SET TASK - Count the lines in the records below that contain the string "robe", and reply with that number alone.

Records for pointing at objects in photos
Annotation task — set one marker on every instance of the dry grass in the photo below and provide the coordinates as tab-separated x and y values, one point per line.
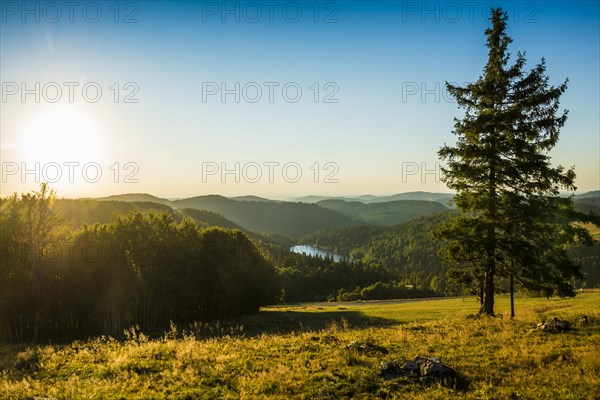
501	358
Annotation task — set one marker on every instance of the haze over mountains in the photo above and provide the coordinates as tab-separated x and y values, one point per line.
293	219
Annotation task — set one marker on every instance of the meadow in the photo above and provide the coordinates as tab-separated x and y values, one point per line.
301	351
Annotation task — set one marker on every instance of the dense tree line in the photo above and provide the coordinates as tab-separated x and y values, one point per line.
313	278
141	269
410	254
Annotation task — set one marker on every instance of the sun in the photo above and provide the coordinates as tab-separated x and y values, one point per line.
62	134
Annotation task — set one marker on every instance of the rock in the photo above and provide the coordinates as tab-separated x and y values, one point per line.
555	325
423	368
368	347
411	368
431	367
390	369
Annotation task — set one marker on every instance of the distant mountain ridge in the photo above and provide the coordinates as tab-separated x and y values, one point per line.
291	218
384	213
369	198
285	218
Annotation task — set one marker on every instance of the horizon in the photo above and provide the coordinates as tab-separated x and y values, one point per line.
190	98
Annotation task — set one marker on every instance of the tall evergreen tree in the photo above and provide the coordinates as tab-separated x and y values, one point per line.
512	223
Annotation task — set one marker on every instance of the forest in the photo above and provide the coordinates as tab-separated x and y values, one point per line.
79	268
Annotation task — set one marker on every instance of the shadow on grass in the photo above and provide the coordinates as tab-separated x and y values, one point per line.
283	322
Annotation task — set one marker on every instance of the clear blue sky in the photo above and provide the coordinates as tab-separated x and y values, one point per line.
375	58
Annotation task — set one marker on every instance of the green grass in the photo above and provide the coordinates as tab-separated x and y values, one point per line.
299	352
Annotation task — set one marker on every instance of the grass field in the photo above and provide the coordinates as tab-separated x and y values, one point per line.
300	352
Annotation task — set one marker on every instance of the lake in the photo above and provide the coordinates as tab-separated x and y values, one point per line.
314	251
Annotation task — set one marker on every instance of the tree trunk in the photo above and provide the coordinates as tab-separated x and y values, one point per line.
487	308
512	295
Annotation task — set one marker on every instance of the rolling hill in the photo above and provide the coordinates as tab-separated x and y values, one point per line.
285	218
384	213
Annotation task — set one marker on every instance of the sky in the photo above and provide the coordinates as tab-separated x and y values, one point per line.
272	98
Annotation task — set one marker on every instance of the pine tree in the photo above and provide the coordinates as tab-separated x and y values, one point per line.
512	223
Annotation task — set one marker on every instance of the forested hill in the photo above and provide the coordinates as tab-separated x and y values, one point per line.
410	251
386	213
135	197
286	218
87	211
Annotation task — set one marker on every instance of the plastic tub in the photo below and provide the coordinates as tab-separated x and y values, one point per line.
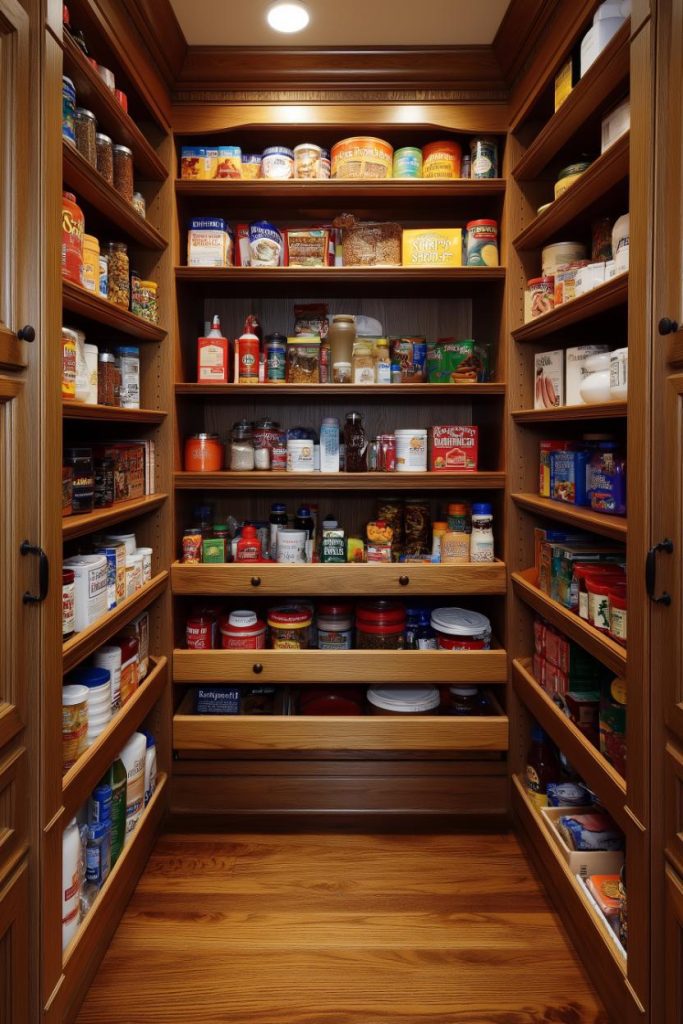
403	699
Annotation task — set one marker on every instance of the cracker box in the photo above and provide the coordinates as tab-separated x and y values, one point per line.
454	448
432	247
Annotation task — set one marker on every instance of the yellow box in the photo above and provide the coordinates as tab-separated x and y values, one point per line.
433	247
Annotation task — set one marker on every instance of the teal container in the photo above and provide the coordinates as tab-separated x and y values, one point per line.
408	163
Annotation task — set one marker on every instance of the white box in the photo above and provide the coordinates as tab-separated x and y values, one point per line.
614	124
549	379
575	372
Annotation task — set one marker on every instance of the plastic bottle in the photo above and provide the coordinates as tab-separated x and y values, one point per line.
542	767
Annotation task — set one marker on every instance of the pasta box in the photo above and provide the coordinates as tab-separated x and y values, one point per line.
454	448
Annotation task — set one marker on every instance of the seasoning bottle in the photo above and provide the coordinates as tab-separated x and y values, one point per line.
481	542
249	546
542	767
355	444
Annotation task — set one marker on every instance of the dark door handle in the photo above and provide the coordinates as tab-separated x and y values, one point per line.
43	572
651	569
668	326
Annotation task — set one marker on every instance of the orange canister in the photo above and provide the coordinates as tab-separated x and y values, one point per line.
73	229
441	160
204	454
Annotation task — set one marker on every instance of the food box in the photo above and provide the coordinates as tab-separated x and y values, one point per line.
549	379
454	448
433	247
583	862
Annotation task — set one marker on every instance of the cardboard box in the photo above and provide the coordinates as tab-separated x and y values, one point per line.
454	448
432	247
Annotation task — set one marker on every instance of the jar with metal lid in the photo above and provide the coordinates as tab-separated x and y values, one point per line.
109	380
119	273
85	126
123	172
104	148
80	461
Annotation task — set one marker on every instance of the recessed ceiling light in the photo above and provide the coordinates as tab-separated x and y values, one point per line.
288	15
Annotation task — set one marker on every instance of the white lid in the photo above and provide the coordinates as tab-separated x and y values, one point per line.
460	622
73	694
407	698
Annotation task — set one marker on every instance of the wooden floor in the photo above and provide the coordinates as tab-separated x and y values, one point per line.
338	928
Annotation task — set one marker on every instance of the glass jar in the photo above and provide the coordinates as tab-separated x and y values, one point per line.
242	448
355	444
85	125
104	148
119	273
123	172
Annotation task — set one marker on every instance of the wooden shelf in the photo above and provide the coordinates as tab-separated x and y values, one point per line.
451	392
602	778
79	300
610	168
81	779
347	667
591	94
112	119
613	293
113	414
338	189
99	925
315	732
79	525
595	522
265	480
89	185
239	579
567	414
82	644
592	640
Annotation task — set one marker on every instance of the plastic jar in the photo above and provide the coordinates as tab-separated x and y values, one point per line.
74	724
380	626
123	172
243	631
290	628
403	699
335	627
104	148
411	451
85	126
459	629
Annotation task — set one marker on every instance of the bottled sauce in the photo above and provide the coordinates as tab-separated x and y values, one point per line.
542	767
481	541
355	444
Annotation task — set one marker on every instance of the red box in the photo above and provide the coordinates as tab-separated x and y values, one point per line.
454	449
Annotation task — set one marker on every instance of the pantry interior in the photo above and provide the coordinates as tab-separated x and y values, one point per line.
470	770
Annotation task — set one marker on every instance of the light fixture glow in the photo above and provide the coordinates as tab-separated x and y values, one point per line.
290	15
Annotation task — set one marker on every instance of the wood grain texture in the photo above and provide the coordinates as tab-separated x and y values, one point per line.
354	929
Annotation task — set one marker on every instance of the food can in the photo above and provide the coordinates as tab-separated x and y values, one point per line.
441	160
361	157
408	162
482	243
483	157
68	110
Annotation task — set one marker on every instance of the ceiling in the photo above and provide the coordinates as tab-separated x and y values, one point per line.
351	23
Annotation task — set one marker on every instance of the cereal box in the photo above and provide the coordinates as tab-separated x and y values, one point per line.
454	448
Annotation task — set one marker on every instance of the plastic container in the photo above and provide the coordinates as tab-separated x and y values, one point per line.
459	629
243	631
403	699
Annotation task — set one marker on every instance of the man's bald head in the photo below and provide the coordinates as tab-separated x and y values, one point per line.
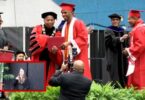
79	66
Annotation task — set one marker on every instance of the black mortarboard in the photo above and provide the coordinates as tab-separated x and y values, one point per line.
44	15
114	16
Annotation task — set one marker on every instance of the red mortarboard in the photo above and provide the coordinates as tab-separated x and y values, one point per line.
67	6
135	13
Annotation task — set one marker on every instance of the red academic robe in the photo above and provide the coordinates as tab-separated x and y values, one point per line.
40	46
78	36
137	55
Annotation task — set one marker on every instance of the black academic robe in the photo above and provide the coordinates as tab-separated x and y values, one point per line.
116	61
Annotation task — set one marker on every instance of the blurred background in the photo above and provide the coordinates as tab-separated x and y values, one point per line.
21	15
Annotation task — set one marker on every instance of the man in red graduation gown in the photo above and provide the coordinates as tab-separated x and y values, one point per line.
38	44
136	51
76	34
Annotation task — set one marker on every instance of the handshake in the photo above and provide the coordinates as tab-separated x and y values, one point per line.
63	46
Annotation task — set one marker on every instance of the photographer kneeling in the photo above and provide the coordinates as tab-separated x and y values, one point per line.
74	86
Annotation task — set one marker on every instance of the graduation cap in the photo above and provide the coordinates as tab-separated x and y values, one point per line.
114	16
135	13
67	6
44	15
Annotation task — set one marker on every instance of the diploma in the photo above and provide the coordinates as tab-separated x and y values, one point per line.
55	41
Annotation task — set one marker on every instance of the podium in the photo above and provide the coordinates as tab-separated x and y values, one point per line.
6	55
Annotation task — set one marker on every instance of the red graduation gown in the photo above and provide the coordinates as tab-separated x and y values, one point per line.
56	59
80	37
137	52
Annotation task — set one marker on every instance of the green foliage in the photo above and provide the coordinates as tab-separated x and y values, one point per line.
52	93
97	92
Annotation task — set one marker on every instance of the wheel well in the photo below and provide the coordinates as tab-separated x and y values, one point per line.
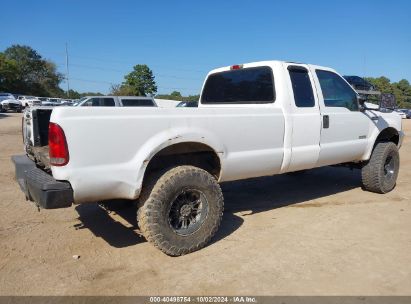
187	153
388	134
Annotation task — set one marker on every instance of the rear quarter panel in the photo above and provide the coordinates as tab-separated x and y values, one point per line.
111	147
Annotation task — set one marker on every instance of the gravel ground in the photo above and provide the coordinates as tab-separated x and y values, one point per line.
314	234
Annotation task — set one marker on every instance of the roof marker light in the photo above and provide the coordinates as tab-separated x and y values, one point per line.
236	67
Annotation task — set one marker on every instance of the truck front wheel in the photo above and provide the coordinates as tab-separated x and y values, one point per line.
181	211
380	173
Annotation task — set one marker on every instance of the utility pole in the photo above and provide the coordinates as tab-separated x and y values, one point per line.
67	73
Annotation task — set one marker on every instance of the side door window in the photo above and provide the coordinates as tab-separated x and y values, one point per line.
107	102
336	92
302	89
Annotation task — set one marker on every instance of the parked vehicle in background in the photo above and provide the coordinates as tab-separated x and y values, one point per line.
407	113
254	119
43	99
188	104
9	103
359	83
117	101
29	101
402	114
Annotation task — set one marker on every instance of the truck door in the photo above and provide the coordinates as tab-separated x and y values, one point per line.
306	119
344	132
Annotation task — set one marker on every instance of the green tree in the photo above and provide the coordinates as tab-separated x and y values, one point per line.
25	71
121	90
8	74
140	81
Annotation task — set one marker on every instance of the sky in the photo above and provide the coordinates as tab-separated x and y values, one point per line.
182	40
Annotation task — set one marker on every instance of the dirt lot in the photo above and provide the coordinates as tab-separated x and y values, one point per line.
314	234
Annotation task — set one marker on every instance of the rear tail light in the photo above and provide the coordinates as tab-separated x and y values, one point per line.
58	150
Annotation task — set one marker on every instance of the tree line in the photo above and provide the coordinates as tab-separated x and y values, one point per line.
24	71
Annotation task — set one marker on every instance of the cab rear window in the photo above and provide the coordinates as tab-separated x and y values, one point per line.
242	86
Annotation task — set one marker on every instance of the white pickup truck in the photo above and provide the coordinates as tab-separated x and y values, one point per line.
255	119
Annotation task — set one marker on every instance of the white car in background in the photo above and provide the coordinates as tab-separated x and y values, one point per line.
29	101
9	102
401	113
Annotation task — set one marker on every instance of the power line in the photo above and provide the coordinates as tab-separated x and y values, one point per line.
111	83
119	71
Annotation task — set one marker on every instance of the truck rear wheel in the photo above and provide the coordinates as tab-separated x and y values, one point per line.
181	211
380	173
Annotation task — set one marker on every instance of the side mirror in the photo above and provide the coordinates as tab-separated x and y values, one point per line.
388	101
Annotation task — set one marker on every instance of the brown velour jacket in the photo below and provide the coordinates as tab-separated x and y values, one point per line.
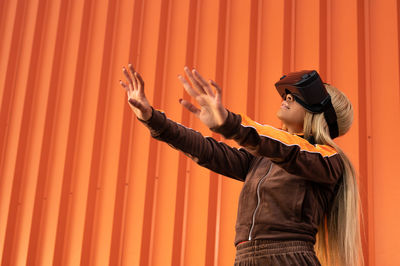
289	183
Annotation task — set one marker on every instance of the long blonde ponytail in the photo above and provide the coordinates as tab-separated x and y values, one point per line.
338	238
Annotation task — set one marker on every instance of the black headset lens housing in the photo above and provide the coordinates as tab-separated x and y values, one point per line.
309	91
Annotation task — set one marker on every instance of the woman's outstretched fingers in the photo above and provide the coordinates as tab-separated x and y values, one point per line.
218	89
196	84
123	84
206	86
190	107
132	72
140	81
187	87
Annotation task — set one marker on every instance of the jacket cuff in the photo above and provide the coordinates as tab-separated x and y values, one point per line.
230	127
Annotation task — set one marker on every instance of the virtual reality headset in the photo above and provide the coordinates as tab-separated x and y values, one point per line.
308	90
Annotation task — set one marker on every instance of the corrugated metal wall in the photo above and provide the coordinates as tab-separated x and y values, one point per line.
82	183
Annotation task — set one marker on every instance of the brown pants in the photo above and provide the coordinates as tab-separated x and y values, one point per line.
276	253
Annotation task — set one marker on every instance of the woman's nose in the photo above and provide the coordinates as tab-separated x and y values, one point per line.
289	97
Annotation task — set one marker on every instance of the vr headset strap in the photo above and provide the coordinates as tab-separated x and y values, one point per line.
331	119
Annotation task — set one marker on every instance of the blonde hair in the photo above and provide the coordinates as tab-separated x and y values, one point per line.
338	238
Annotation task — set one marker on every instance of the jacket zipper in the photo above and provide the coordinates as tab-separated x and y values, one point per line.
258	201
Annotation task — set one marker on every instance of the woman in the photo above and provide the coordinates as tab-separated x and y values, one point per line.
297	181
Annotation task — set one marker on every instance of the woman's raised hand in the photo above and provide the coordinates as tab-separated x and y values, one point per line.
134	87
212	113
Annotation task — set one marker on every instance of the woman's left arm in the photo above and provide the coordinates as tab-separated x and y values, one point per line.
319	163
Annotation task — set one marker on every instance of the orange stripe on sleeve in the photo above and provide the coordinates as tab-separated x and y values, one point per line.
287	138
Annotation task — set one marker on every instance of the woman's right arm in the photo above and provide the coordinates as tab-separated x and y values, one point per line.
206	151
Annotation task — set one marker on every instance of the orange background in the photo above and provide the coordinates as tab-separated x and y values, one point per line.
82	183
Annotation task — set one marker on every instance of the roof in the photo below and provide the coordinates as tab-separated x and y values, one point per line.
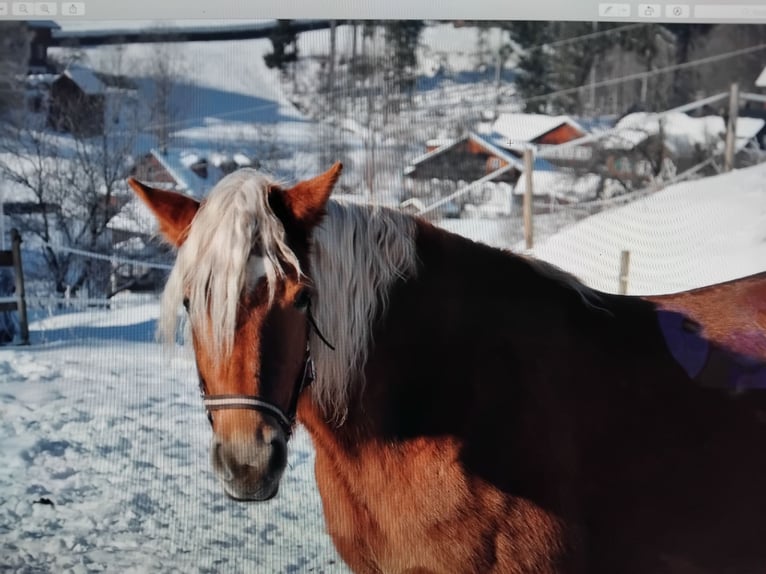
519	127
179	162
682	132
482	141
760	81
85	79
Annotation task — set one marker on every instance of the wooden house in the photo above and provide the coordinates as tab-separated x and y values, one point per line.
191	171
77	102
455	164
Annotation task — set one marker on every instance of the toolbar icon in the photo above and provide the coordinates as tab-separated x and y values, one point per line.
73	9
25	9
677	11
46	8
649	11
611	10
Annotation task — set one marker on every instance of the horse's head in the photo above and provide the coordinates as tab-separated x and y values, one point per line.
242	274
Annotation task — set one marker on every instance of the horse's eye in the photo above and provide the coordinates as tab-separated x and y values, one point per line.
302	300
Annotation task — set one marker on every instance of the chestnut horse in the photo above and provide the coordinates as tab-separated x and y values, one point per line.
472	410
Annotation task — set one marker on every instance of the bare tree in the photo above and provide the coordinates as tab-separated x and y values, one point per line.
164	69
73	185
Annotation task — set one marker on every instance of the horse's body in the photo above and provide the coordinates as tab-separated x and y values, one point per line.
503	417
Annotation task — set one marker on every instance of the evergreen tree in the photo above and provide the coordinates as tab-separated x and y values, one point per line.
535	71
402	40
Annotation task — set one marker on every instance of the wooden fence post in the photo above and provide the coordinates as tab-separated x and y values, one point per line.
731	128
528	173
18	271
12	259
624	268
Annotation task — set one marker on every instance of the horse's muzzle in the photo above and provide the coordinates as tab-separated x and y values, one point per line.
250	468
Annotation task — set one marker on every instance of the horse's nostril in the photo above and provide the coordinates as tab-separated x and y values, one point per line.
268	435
220	460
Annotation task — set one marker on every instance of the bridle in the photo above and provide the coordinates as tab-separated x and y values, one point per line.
285	418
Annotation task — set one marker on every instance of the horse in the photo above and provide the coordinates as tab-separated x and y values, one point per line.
471	409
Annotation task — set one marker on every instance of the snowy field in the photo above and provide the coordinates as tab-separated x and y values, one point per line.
97	419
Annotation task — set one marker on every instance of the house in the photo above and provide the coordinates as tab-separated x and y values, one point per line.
539	129
77	102
41	37
457	163
194	172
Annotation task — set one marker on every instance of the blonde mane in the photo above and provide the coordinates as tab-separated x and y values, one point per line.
357	253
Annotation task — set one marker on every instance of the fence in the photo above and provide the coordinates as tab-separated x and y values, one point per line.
12	259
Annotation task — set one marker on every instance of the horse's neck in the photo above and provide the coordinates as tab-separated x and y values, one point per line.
474	323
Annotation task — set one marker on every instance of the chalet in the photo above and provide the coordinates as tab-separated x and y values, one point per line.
537	129
191	171
77	102
455	164
515	131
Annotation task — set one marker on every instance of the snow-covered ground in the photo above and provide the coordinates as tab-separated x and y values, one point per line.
98	419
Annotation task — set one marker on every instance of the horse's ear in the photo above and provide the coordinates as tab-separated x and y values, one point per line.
174	211
306	200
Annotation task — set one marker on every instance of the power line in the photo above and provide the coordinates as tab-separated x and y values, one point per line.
102	257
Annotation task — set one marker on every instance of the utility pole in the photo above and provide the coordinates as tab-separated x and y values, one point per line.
731	128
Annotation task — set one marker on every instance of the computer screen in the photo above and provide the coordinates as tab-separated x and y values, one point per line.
622	142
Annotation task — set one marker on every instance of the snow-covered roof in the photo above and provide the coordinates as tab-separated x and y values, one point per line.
682	132
760	81
485	142
669	252
179	162
520	127
86	79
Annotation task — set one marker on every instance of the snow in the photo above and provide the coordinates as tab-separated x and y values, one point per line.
689	235
682	131
86	79
760	81
100	420
521	128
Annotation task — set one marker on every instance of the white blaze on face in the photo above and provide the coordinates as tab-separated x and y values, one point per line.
256	268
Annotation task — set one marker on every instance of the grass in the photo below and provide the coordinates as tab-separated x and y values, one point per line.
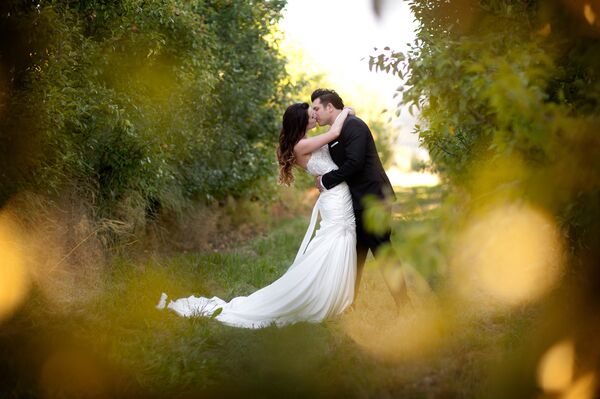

EXERCISE OUTPUT - 2